**Aufgaben**:
- 1) Schreibe aus dem Text über Canettis „Blendung“ den Abschnitt ab, der mit den Worten „Regie: Robert Matejka“ einsetzt und mit „phrasenhafter Kommunikation enthüllt.“ schließt.
- 2) Beantworte anhand des Textes über Canettis „Blendung“ die folgenden Fragen.
(a) Wer führte bei der Produktion Regie?
(b) Wie alt ist Therese Krumbholz?
(c) Wer taucht am Ende als rettender Deus ex Machina auf?

Hörspielbearbeitung: Helmut Peschina
Sprecher: Felix von Manteuffel, Peter Simonischek, Libgart Schwarz, Wolfgang Michael, Robert Meyer, Wolfgang Böck u. a.
Regie: Robert Matejka
Produktion: Norddeutscher Rundfunk/Bayerischer Rundfunk 2002
Spielzeit: ca.173 min
ISBN 3-89940-070-4
der hörverlag 2002
Elias Canettis "Blendung" hat wie jedes berühmte Buch viele Zugänge. Die einen lesen es als packenden Gesellschaftsroman von der Unversöhnlichkeit des Kleinbürgertums mit dem humanistischen Bildungsbürgertum, die anderen als sprachkritisches Meisterwerk, das den destruktiven Mechanismus phrasenhafter Kommunikation enthüllt.
Überwiegt der erste Rezeptionsstrang, stößt man rasch auf das Mechanische, fast Groschenromanhafte der Erzählung: da erfüllt sich eine unterdurchschnittlich intelligente, hässliche Frau von fünfzig Jahren (Therese Krumbholz) den Lebenstraum, sich mit einem wohlhabenden Mann zu verheiraten, als ein weltfremder Wissenschaftler ihr auf den Leim geht. Oder: Ein Wissenschaftler (Peter Kien), der völlig zurückgezogen lebt, wird von einem wahren Weibsteufel dazu gebracht, sie zu heiraten und dadurch in seiner ganzen Existenz vernichtet. Dass am Ende als rettender Deus ex Machina des Protagonisten Bruder Georges Kien auftaucht, der im ganzen vorherigen Text nie eine Rolle gespielt hat und der die bestialischen Kleinbürger um seinen Bruder verscheucht, passt dazu. (Freilich verhindert der Bruder das böse Ende nur vermeintlich, die Bibliothek geht samt Inhaber gleichnishaft in Anspielung auf den Brand der Biblothek von Alexandria und die Bücherverbrennung der Nationalsozialisten im Feuer auf.

**Verfügbare Daten**:

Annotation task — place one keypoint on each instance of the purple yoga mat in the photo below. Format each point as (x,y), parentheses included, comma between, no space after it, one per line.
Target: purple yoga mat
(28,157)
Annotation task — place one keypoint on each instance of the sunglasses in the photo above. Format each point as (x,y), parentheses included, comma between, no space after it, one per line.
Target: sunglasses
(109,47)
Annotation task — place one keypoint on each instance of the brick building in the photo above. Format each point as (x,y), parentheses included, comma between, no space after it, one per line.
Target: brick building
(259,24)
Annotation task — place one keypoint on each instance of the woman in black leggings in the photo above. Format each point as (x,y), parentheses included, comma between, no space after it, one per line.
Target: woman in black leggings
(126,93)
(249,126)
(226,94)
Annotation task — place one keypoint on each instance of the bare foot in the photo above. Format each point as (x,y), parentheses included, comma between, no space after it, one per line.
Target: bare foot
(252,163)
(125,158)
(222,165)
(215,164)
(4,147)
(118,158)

**Lösungen**:
- 1)
Regie: Robert Matejka
Produktion: Norddeutscher Rundfunk/Bayerischer Rundfunk 2002
Spielzeit: ca.173 min
ISBN 3-89940-070-4
der hörverlag 2002
Elias Canettis "Blendung" hat wie jedes berühmte Buch viele Zugänge. Die einen lesen es als packenden Gesellschaftsroman von der Unversöhnlichkeit des Kleinbürgertums mit dem humanistischen Bildungsbürgertum, die anderen als sprachkritisches Meisterwerk, das den destruktiven Mechanismus phrasenhafter Kommunikation enthüllt.

- 2)
(a) Robert Matejka
(b) Fünfzig Jahre
(c) Georges Kien, der Bruder des Protagonisten